◆ **Objective**: Copy exactly the last part of the entries, starting from the line with "point: green grass" and including the final line.

◆ **The data**:

◆ ◆ ◆ ◆ ◆

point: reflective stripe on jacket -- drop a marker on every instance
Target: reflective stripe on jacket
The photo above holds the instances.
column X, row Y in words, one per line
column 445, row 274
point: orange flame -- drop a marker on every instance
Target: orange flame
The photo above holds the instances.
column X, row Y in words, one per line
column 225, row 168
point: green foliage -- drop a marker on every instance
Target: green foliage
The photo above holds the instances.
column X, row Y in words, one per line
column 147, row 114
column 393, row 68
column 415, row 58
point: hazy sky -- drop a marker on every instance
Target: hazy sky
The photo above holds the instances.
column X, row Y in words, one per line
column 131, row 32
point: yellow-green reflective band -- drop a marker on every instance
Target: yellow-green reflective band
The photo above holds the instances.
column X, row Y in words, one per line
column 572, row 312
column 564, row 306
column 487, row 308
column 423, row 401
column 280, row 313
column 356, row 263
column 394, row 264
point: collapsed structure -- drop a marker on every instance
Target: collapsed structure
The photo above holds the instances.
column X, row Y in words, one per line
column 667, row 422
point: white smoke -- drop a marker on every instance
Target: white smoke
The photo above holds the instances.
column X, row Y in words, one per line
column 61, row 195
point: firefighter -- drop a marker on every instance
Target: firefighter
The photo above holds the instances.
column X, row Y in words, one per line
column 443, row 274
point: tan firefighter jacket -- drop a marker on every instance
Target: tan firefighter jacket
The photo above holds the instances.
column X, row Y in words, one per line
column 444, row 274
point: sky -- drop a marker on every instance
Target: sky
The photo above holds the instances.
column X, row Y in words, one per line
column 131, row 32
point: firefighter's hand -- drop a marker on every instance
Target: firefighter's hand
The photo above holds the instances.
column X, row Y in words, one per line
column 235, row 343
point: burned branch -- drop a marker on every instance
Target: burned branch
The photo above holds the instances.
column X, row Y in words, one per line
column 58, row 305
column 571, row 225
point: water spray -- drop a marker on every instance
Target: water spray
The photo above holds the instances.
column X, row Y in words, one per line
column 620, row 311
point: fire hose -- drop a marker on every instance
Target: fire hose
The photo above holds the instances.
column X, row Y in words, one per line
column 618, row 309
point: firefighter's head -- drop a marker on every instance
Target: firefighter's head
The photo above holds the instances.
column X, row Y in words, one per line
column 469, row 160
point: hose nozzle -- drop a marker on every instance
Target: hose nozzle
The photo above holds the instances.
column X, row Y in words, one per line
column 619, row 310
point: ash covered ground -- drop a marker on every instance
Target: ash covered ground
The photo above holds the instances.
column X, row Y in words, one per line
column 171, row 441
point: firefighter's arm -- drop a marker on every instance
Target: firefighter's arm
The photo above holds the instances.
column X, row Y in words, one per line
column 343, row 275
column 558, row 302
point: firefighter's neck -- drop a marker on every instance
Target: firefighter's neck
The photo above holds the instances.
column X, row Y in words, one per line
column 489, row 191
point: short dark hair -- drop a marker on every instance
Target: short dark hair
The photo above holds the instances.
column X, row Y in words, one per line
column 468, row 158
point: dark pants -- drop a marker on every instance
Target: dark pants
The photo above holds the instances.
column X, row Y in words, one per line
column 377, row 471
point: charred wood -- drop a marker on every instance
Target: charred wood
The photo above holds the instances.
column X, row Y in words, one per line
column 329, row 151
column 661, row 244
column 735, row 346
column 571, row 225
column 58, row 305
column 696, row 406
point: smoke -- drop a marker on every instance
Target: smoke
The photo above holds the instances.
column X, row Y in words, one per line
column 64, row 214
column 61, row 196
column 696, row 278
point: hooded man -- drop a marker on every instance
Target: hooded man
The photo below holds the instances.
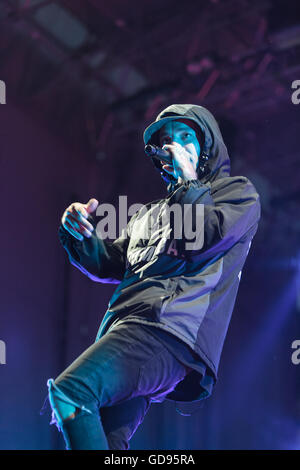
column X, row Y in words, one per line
column 164, row 329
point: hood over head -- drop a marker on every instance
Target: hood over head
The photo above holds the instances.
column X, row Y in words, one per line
column 209, row 136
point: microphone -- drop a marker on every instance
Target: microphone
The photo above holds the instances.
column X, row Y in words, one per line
column 158, row 154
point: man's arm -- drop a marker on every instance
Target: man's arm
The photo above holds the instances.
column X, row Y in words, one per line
column 100, row 260
column 230, row 211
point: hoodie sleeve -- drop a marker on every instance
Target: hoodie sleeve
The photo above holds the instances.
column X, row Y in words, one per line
column 100, row 260
column 229, row 211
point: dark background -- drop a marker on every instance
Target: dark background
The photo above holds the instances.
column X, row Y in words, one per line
column 83, row 80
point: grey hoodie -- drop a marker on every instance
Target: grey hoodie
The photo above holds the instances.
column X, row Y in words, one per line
column 189, row 293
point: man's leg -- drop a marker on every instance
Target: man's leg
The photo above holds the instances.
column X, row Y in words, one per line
column 125, row 364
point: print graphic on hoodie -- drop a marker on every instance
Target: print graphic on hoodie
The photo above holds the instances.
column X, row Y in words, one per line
column 188, row 293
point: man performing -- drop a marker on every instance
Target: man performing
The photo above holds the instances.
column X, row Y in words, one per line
column 163, row 333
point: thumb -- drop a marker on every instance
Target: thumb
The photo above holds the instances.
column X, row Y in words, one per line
column 91, row 206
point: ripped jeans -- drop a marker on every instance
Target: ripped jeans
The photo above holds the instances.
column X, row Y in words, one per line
column 110, row 387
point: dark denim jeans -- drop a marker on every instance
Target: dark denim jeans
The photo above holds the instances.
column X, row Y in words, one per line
column 113, row 384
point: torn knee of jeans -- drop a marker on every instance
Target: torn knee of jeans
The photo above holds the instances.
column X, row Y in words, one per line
column 63, row 407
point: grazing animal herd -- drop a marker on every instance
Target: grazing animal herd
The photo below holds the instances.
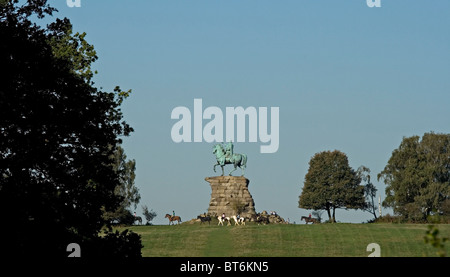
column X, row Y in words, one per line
column 258, row 218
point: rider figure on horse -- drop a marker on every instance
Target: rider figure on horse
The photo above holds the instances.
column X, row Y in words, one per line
column 229, row 151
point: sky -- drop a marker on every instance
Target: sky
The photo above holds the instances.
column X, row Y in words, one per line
column 344, row 76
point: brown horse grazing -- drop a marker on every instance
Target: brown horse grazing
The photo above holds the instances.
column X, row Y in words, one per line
column 310, row 219
column 173, row 218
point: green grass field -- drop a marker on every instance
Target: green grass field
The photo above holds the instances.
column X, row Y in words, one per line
column 321, row 240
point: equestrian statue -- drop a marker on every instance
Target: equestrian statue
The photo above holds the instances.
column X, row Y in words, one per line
column 225, row 155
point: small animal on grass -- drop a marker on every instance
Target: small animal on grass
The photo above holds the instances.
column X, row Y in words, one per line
column 308, row 219
column 227, row 219
column 204, row 219
column 173, row 218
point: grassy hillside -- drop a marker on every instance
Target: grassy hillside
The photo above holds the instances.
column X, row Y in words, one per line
column 321, row 240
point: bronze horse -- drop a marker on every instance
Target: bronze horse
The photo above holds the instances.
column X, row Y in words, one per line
column 173, row 218
column 310, row 219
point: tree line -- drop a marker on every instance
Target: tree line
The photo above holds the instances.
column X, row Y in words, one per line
column 417, row 179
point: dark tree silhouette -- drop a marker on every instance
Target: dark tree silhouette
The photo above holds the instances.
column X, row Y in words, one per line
column 56, row 132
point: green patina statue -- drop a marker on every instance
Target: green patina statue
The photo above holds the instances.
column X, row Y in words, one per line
column 225, row 155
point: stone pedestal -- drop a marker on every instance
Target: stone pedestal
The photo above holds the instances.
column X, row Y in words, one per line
column 230, row 195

◆ ◆ ◆ ◆ ◆

◆ **Answer to the task**:
point: green grass field -- drop a marker on every instance
Target: green grass field
The photo above holds the instances.
column X, row Y in words, one per line
column 321, row 240
point: equestrian statue -- drop a marker on every instance
Target: equestrian statue
The photo above holds the instances.
column X, row Y in words, one per line
column 225, row 155
point: small animal on grass -- drop a marker on every instance
Target: small animal on grass
The photo above holds the instances.
column X, row Y in words, one per line
column 308, row 219
column 227, row 219
column 204, row 219
column 173, row 218
point: grassy hillside -- drop a marker on every instance
Target: grassy hillside
The photo above holds the instances.
column X, row Y in words, one per line
column 321, row 240
point: bronze horse -- drop a marker on every instance
Target: bronze horse
The photo above holds the instances.
column X, row Y in words, one per line
column 173, row 218
column 310, row 219
point: tree line -- drop a marker on every instance
Target: tree line
The photo above holds the instances.
column X, row Y in words, one per line
column 417, row 179
point: dark tree silhouette -- drop a marker on every instance
Target: dark tree silhouette
The photo above holds the instances.
column X, row Y in words, one per line
column 56, row 132
point: green patina statue -- drop a marker on every instance
Target: green patina statue
The photo above holds the instances.
column X, row Y in words, one per line
column 225, row 155
point: stone pedestal -- drop a marker on every instance
Target: stone pedestal
The photo above holds the instances.
column X, row Y in words, one per line
column 230, row 195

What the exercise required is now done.